▶ _WHAT THE EXERCISE ASKS_
Transcribe every line of the data below verbatim, leaving out the pictures.

▶ _EXTRACTED RECORDS_
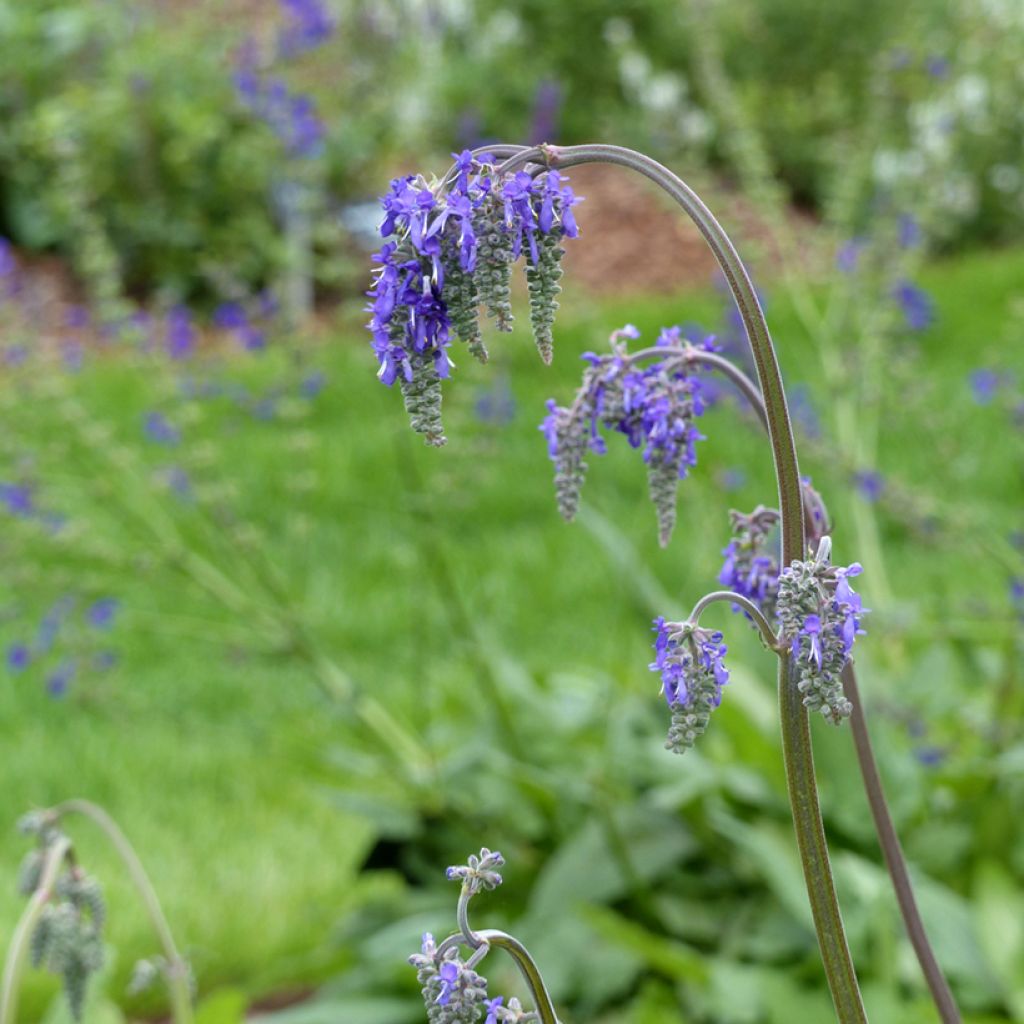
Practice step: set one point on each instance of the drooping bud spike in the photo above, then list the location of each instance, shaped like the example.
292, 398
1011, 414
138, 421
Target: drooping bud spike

▶ _COMPLETE OUTPUT_
Practice step: set one point on each instance of the drooping bud spike in the photo above, then list the location of each instance, shaped like the example.
292, 398
1011, 414
138, 421
Target: drooping bud spike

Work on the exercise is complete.